▶ _DATA FOR THE TASK_:
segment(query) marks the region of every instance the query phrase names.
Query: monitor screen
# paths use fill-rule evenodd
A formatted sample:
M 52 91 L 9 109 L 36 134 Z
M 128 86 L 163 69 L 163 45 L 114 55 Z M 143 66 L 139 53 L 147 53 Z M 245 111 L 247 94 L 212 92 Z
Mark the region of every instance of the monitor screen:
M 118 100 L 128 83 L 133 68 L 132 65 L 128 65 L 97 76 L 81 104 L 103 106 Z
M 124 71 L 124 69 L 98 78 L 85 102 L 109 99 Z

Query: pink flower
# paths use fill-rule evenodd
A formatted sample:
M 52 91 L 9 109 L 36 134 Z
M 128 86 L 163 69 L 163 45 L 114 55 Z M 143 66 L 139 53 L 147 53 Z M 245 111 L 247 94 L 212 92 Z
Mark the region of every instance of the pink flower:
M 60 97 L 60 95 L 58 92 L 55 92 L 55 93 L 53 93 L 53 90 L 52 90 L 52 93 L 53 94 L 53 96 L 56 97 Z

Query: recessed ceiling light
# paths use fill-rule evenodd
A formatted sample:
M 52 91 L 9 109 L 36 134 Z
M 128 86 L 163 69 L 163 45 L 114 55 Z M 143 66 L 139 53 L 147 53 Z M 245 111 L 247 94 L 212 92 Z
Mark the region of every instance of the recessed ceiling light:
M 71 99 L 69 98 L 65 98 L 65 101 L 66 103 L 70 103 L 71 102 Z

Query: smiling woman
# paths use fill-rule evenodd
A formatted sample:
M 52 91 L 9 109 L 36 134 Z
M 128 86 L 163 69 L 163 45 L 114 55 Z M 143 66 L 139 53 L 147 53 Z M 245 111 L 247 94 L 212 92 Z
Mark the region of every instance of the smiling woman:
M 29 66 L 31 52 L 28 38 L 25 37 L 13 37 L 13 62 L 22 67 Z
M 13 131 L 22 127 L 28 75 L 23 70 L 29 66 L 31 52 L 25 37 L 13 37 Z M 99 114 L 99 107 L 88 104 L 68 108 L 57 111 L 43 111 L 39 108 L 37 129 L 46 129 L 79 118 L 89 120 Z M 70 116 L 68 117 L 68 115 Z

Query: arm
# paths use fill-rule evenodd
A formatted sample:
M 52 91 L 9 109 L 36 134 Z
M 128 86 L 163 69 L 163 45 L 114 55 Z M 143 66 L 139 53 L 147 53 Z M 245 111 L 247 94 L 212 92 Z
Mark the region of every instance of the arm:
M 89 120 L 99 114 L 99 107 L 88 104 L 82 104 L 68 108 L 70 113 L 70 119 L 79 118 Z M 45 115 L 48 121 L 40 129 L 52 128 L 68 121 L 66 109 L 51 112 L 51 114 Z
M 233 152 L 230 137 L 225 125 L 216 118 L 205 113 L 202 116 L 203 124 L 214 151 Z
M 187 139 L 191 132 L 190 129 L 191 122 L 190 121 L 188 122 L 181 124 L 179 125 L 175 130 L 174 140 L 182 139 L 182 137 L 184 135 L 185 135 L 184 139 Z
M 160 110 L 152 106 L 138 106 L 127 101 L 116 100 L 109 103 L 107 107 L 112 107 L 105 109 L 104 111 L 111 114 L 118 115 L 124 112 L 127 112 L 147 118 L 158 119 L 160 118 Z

▶ _INSTRUCTIONS TO FOLLOW_:
Copy all of the lines above word for word.

▶ _ANSWER TO THE PROBLEM_:
segment(query) marks the region of every instance the query phrase names.
Query: monitor screen
# paths use fill-rule evenodd
A formatted sample:
M 52 91 L 9 109 L 36 134 Z
M 128 86 L 163 69 L 163 45 L 114 55 Z M 143 66 L 139 53 L 147 53 Z M 245 111 L 247 94 L 212 92 Z
Mark the region of every instance of the monitor screen:
M 118 100 L 128 83 L 133 68 L 132 65 L 128 65 L 97 76 L 81 104 L 103 106 Z
M 124 71 L 124 69 L 98 78 L 85 102 L 109 99 Z

Query: pink flower
# paths use fill-rule evenodd
A formatted sample:
M 52 91 L 9 109 L 36 134 Z
M 128 86 L 163 69 L 163 45 L 114 55 Z M 143 66 L 139 53 L 147 53 Z M 245 111 L 247 94 L 212 92 Z
Mark the region of every instance of the pink flower:
M 60 97 L 60 95 L 58 92 L 55 92 L 55 93 L 53 93 L 53 90 L 52 90 L 52 93 L 53 94 L 53 96 L 56 97 Z

Query: recessed ceiling light
# paths use fill-rule evenodd
A formatted sample:
M 52 91 L 9 109 L 36 134 Z
M 128 86 L 163 69 L 163 45 L 114 55 Z M 143 66 L 139 53 L 147 53 Z M 245 111 L 247 94 L 212 92 Z
Mark the region of every instance of the recessed ceiling light:
M 71 99 L 69 98 L 65 98 L 65 101 L 66 103 L 70 103 L 71 102 Z

Query: smiling woman
# paths use fill-rule evenodd
A formatted sample:
M 52 91 L 9 109 L 36 134 Z
M 128 86 L 163 69 L 163 45 L 114 55 Z M 143 66 L 139 53 L 147 53 Z M 245 111 L 247 94 L 212 92 Z
Mark the region of every instance of the smiling woman:
M 29 66 L 31 52 L 28 38 L 25 37 L 13 37 L 13 62 L 22 67 Z
M 13 131 L 22 127 L 28 75 L 23 70 L 29 66 L 31 52 L 25 37 L 13 37 Z M 99 114 L 99 107 L 88 104 L 68 108 L 57 111 L 43 111 L 39 108 L 37 129 L 46 129 L 79 118 L 89 120 Z M 70 116 L 68 117 L 68 115 Z

Query: arm
# paths use fill-rule evenodd
A formatted sample:
M 52 91 L 9 109 L 36 134 Z
M 128 86 L 163 69 L 163 45 L 114 55 Z M 143 66 L 139 53 L 147 53 Z M 245 111 L 247 94 L 212 92 Z
Mark the region of every instance of the arm:
M 89 120 L 99 114 L 99 107 L 88 104 L 82 104 L 68 108 L 70 113 L 70 119 L 79 118 Z M 45 115 L 48 121 L 40 129 L 52 128 L 68 121 L 66 109 L 51 112 L 51 114 Z
M 233 152 L 230 137 L 225 125 L 216 118 L 205 113 L 202 116 L 203 124 L 214 151 Z
M 187 139 L 191 132 L 190 129 L 191 122 L 190 121 L 188 122 L 181 124 L 179 125 L 175 130 L 174 140 L 182 139 L 182 137 L 184 135 L 185 135 L 184 139 Z
M 160 110 L 152 106 L 138 106 L 127 101 L 116 100 L 109 103 L 107 107 L 112 107 L 105 109 L 104 111 L 111 114 L 118 115 L 124 112 L 127 112 L 147 118 L 158 119 L 160 118 Z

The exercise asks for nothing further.